Recorded data:

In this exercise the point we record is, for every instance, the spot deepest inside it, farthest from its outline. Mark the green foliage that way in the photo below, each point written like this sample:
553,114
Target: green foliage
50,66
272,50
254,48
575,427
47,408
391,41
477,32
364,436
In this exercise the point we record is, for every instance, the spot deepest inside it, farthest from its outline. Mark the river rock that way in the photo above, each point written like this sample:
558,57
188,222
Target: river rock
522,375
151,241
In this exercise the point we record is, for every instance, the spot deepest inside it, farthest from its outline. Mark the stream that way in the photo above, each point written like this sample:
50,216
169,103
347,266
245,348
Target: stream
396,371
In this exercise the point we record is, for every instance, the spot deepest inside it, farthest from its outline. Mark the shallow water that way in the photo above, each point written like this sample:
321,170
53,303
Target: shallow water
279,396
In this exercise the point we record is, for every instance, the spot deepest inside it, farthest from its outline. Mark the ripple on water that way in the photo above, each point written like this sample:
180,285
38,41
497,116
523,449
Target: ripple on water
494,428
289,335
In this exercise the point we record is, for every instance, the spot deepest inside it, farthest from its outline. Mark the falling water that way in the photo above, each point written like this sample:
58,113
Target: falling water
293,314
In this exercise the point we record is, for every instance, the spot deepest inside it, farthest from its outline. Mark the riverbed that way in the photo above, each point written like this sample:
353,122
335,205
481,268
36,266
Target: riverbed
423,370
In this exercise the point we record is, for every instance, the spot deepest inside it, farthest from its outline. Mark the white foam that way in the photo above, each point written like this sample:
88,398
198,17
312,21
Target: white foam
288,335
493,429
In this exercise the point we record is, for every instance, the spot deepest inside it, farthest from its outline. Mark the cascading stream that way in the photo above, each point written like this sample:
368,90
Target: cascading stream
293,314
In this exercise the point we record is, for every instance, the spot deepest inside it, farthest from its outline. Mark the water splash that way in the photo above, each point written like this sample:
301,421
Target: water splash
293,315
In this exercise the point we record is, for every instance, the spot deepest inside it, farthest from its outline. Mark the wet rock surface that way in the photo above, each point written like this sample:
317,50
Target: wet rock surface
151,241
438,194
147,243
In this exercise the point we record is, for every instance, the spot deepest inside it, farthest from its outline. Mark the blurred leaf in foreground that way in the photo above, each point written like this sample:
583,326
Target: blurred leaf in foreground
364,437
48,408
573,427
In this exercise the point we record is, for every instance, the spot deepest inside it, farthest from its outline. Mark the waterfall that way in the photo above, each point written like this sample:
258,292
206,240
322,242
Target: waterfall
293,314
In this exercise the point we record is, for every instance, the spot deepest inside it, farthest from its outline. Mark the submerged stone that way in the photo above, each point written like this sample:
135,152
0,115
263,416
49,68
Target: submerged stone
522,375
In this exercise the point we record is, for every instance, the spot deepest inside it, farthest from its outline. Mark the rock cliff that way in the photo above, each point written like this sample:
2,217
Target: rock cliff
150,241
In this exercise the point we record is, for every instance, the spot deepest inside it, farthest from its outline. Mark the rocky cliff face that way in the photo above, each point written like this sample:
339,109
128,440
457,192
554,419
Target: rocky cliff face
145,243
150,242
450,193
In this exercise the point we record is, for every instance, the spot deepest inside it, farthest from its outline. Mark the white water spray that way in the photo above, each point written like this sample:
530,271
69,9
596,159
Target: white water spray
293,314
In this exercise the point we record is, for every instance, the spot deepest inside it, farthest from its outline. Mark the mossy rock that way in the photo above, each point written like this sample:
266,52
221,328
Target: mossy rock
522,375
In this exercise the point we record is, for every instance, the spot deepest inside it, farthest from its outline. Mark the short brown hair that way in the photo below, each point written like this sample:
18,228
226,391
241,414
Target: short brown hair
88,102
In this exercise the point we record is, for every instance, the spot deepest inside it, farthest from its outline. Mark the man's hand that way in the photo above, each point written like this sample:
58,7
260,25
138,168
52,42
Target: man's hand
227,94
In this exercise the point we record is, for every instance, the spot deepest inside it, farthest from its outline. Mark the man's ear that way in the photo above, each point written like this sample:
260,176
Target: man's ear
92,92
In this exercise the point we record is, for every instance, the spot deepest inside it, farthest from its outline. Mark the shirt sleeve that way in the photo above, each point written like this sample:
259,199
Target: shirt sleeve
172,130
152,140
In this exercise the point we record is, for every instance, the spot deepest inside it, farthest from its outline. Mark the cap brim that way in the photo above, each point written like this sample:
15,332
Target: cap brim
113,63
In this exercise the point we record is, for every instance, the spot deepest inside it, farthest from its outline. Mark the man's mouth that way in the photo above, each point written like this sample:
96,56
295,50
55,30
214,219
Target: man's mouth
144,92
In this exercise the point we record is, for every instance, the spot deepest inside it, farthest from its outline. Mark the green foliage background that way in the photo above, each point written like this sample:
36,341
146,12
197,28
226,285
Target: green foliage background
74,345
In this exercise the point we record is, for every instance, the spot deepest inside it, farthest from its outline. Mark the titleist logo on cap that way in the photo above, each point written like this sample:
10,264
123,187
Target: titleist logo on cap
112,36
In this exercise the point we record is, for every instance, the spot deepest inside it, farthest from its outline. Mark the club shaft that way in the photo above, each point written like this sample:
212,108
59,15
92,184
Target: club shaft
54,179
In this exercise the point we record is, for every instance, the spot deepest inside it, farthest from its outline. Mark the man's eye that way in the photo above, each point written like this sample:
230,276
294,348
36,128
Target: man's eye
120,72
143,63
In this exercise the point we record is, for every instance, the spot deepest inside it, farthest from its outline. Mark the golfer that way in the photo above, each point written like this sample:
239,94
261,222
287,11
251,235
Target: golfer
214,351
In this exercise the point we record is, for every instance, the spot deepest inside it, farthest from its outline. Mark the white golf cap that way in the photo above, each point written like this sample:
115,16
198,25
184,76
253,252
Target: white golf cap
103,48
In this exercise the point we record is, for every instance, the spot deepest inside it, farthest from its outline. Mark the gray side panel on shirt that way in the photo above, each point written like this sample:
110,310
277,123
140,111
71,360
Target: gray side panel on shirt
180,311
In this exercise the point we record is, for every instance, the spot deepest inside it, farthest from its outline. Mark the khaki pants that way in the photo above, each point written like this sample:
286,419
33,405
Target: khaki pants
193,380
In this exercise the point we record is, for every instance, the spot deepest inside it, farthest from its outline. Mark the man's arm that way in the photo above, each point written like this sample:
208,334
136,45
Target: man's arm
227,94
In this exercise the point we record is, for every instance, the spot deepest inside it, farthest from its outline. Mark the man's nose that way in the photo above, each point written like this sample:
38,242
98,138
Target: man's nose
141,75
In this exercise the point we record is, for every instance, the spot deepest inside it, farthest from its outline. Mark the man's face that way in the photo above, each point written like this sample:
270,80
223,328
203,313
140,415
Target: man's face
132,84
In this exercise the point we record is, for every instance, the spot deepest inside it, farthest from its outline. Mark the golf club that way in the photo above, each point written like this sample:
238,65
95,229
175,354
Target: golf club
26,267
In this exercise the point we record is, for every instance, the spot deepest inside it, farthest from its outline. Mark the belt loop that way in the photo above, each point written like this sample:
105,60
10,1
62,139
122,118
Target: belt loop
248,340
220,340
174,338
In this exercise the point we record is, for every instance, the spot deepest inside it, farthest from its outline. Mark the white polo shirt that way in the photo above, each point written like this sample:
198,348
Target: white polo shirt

● DIRECTIONS FOR THIS TASK
From the records above, pull every line that carries the word "polo".

● ANSWER TO THIS TASK
In this exercise the point we record is, for every instance, the spot deepest inside it, farthest from its outline. Mark the white polo shirt that way in the photo above, each point written like this sample:
Target: white polo shirt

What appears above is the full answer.